_Problem to work on_
Copy out the text on UK tourism after Brexit, everything from "While tourism from" down to "14th in 2022.", but put "the shuttle service" in place of "Le Shuttle".

_Text excerpt_
[Start of section]
Tourism leaders in the UK are becoming increasingly worried that French and German visitors are avoiding the country due to post-Brexit travel restrictions. Since the end of anti-Covid measures across Europe, tourism has started to recover, but there are growing signs that significant numbers of French and Germans are staying away from the UK.
Since October 2021, EU citizens have needed a passport to enter the UK, whereas previously they could use ID cards. This has created additional costs and bureaucracy, which has been a deterrent to travel, particularly for school groups. School groups are particularly affected because if one or two children in a class of 30 do not have passports, teachers will elect to travel to other English-speaking countries such as Ireland or Malta instead.
According to research by the Tourism Alliance last year, there had been an 83% drop in schoolchildren and students visiting the UK, leading to a loss of £875m and 14,500 jobs. Businesses are also concerned about plans to introduce electronic travel authorisation (ETA) from October, which will require even tourists who do not require a visa to pay for a digital permit.
While tourism from the US has been recovering, the number of French and German visitors to the UK has declined. The number of passenger vehicles transported by Le Shuttle through the Channel Tunnel in the first two months of 2023 dropped to 251,175, compared with 314,497 in 2019. Brittany Ferries also reported a decline in arrivals, with 155,000 arrivals in 2022 compared with 338,000 in 2019.
Brexit has also battered the perception of the UK as a welcoming nation for tourists. According to data from Visit Britain and the Anholt Ipsos Nation Brand Index, there has been a decline in how French and German people view the UK’s standing compared with other countries. Germans ranked the UK as the 7th best place to visit in 2016, but by 2022, the UK had fallen to 16th. The same was true for French people, who ranked the UK 9th in 2016 and 14th in 2022.
Tourism leaders in the UK have expressed concern over the decline in visitors from France and Germany and are looking for ways to address the situation. The government of Jersey has announced a pilot project allowing French citizens to show their ID cards on day trips to the island, and the British Educational Travel Association (Beta) is urging the UK government to clarify plans for school trips. Additionally, businesses are calling for reasonable pricing for the upcoming electronic travel authorisation system to ensure that it does not further deter tourists from visiting the UK.
[End of section]
_Stored data_
[Start of section]
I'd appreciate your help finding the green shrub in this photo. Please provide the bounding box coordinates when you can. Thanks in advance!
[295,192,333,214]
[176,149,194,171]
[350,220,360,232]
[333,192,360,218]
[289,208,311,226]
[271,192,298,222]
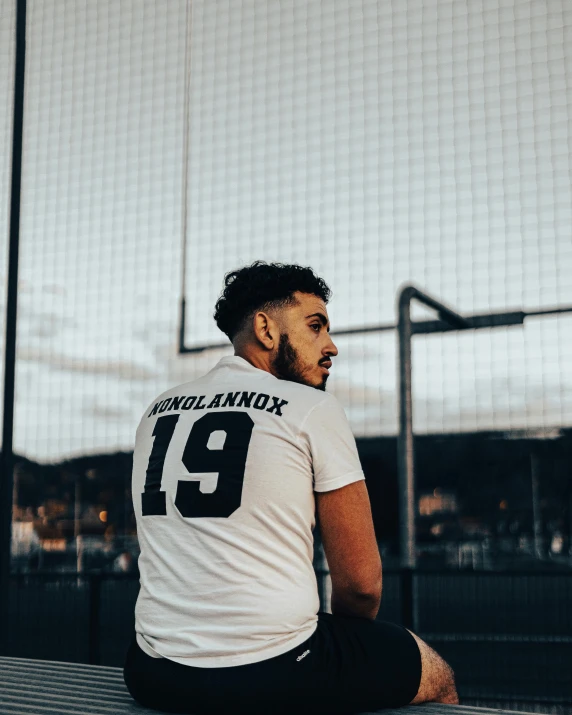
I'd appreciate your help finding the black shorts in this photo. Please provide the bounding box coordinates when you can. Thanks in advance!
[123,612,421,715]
[End of section]
[Start of section]
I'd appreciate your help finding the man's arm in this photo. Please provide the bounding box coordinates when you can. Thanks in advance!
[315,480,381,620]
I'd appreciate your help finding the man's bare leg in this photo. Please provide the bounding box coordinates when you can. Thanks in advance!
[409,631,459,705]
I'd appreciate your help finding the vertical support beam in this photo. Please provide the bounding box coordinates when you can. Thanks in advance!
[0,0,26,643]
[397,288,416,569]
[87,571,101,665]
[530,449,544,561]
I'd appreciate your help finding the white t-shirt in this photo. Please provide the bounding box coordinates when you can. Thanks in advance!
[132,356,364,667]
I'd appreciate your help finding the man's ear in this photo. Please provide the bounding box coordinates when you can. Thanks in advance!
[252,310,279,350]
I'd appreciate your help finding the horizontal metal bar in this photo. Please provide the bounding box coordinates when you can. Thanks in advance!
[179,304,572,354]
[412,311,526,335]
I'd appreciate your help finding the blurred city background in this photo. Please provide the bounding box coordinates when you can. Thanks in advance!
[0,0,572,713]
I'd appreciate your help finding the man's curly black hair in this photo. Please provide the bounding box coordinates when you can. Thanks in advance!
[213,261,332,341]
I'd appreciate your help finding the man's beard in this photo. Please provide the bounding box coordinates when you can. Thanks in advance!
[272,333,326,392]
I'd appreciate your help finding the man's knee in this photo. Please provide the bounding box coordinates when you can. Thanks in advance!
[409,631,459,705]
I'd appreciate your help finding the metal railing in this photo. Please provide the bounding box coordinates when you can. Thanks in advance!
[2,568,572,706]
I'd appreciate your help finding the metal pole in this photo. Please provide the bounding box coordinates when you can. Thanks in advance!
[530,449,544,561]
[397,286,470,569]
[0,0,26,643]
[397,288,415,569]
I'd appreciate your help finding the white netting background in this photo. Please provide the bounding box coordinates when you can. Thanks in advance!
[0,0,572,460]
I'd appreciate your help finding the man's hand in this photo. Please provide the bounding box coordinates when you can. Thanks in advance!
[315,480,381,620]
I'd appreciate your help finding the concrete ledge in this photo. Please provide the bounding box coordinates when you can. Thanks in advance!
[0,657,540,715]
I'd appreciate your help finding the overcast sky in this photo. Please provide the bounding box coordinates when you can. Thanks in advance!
[End of section]
[Start of section]
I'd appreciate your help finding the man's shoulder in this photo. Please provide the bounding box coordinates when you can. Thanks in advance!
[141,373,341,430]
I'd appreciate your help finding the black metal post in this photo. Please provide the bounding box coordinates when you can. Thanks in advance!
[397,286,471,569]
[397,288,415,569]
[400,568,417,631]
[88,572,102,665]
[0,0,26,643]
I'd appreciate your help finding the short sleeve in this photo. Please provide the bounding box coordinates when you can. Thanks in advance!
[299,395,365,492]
[End of section]
_Exercise answer_
While tourism from the US has been recovering, the number of French and German visitors to the UK has declined. The number of passenger vehicles transported by the shuttle service through the Channel Tunnel in the first two months of 2023 dropped to 251,175, compared with 314,497 in 2019. Brittany Ferries also reported a decline in arrivals, with 155,000 arrivals in 2022 compared with 338,000 in 2019.
Brexit has also battered the perception of the UK as a welcoming nation for tourists. According to data from Visit Britain and the Anholt Ipsos Nation Brand Index, there has been a decline in how French and German people view the UK’s standing compared with other countries. Germans ranked the UK as the 7th best place to visit in 2016, but by 2022, the UK had fallen to 16th. The same was true for French people, who ranked the UK 9th in 2016 and 14th in 2022.